**Goal**
Rewrite the items below as a JSON list of strings, one string for each line, with blank lines left out.

**The data**
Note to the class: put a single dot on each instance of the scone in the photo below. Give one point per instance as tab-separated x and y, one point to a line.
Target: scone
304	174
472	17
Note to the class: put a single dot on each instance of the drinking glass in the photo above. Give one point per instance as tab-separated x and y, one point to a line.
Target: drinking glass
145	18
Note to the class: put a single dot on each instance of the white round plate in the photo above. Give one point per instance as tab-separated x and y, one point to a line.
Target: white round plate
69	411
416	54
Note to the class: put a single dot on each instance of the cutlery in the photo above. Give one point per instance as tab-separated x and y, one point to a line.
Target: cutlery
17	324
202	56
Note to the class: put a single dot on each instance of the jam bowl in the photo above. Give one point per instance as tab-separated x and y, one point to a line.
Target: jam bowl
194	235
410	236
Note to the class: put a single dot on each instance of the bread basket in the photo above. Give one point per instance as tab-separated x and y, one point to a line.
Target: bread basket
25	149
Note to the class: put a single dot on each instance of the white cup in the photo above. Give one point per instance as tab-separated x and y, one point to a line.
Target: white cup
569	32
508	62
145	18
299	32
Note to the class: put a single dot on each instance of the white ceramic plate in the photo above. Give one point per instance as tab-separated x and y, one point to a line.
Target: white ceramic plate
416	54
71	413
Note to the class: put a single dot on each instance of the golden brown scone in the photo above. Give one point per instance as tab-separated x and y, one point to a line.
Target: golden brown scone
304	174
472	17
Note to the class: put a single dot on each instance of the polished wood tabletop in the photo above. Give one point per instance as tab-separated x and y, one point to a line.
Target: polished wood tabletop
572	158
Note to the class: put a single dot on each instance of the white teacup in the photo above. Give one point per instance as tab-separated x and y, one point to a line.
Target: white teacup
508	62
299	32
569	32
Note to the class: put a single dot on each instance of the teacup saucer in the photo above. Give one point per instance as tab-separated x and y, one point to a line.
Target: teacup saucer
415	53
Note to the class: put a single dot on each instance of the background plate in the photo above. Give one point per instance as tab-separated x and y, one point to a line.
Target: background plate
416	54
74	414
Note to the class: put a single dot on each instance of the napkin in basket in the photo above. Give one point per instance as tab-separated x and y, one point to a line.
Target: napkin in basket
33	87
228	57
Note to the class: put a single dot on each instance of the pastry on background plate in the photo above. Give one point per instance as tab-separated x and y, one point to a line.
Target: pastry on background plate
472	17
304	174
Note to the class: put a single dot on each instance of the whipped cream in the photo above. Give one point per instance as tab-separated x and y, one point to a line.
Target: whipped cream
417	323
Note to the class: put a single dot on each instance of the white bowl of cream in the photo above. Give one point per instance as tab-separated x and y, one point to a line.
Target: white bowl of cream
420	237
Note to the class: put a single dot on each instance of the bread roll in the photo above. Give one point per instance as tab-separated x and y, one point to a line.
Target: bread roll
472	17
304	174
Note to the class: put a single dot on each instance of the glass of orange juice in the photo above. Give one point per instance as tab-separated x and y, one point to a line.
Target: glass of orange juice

**Answer to this problem**
[
  "Note to the class: put a single dot on each instance of the scone in the photo below. Give one point per instance as tab-separated x and y, one point to a line.",
  "Target: scone",
  "304\t174",
  "472\t17",
  "Note to the class: put a single dot on each instance of the drinking glass in the photo above. Give one point per instance as tab-separated x and y, one point to a line.",
  "Target: drinking glass",
  "145\t18",
  "Note to the class: put a single dot on each instance of the white round plate in the photo above. Give one point per instance as tab-separated x and y, one point to a line.",
  "Target: white round plate",
  "69\t411",
  "416\t54",
  "Note to the class: put a single dot on each instance of the cutlery in the photo above. Give one point per instance as tab-separated x and y, one point to a line.",
  "Target: cutlery",
  "17\t324",
  "202\t56",
  "Note to the class: put a single dot on each instance of the jam bowl in the photo above. Give one point per instance as tab-separated x and y, one point to a line.",
  "Target: jam bowl",
  "194\t235",
  "410\t236",
  "Note to the class: put a single dot on each instance of the bread basket in the photo above. Give one point per instance as tab-separated x and y, one point to a line.",
  "Target: bread basket",
  "25\t149",
  "Note to the class: put a single dot on each instance of the white cup in the photo above. Give one point per instance as tab-separated x and y, one point to a line.",
  "Target: white cup",
  "569\t32",
  "508\t62",
  "145\t18",
  "299\t32",
  "Note to the class: put a single dot on each instance of the white ceramic plate in the photo above. Give one point per instance as tab-separated x and y, one point to a line.",
  "Target: white ceramic plate",
  "416\t54",
  "71\t413",
  "Note to the class: put a single dot on each instance of the golden brown scone in the photo above. Give one point per instance as tab-separated x and y, one point to a line.",
  "Target: golden brown scone",
  "304\t174",
  "472\t17",
  "Note to the class: put a single dot on each instance of the polished wood tabletop in the photo above. Give one point per instance as tab-separated x and y, one point to a line.",
  "Target: polished wood tabletop",
  "572\t158",
  "Note to the class: put a single dot on each instance of the white teacup in the photo above. Give one point per instance as tab-separated x and y, one point to a line.",
  "Target: white teacup",
  "508\t62",
  "299\t32",
  "569\t32",
  "Note to the class: put a single dot on each instance of the teacup saucer in the photo above. Give one point per instance as tab-separated x and y, one point to a line.",
  "Target: teacup saucer",
  "415\t53",
  "Note to the class: put a single dot on each instance of the background plate in the photo above. Give one point per instance as tab-separated x and y, one point to a line.",
  "Target: background plate",
  "416\t54",
  "74\t414",
  "Note to the class: put a single dot on each instance of the napkin in basket in the photo above. Give one point per instance as tab-separated x and y, one point to a line.",
  "Target: napkin in basket",
  "33\t87",
  "228\t57",
  "Note to the class: put a single dot on each instance of the pastry on background plate in the photo above. Give one point per instance as tab-separated x and y, one point to a line.",
  "Target: pastry on background plate",
  "472\t17",
  "304\t174",
  "Note to the class: put a single dot on each instance of the whipped cream in the photo above. Give one point per instance as tab-separated x and y, one point to a line.",
  "Target: whipped cream",
  "417\t323",
  "Note to the class: put a single dot on each instance of the white bowl of cream in the photo above. Give one point per instance as tab-separated x and y, one point to a line.",
  "Target: white bowl of cream",
  "420\t237",
  "Note to the class: put a single dot on each instance of the bread roll in the photo above. Give one point per instance as tab-separated x and y, one point to a line.",
  "Target: bread roll",
  "472\t17",
  "304\t174",
  "Note to the class: put a single dot on each instance of the glass of orange juice in the photo above. Give one point per instance as tab-separated x and y, one point to a line.",
  "Target: glass of orange juice"
]